■ INSTRUCTIONS TO FOLLOW: On how many lines of these entries does the word "outline" occur? State the number alone.

■ Stored records:

──────────

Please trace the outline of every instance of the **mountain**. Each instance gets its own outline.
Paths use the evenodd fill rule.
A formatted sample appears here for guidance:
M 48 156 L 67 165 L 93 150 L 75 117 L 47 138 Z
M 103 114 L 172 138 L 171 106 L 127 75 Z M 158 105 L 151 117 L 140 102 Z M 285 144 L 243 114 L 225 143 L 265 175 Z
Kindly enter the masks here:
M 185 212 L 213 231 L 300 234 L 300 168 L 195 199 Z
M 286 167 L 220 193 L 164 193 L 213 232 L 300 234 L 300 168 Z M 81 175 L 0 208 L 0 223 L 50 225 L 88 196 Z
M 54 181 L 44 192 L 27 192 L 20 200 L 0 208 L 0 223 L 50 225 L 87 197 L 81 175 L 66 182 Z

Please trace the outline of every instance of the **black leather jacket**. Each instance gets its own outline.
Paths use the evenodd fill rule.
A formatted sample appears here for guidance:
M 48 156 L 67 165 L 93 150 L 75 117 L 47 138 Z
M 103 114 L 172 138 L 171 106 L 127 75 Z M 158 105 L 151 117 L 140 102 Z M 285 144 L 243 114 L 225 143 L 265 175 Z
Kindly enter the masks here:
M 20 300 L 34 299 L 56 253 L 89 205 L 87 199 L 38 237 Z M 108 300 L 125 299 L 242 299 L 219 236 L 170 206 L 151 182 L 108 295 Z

──────────

■ EXERCISE SOLUTION: 2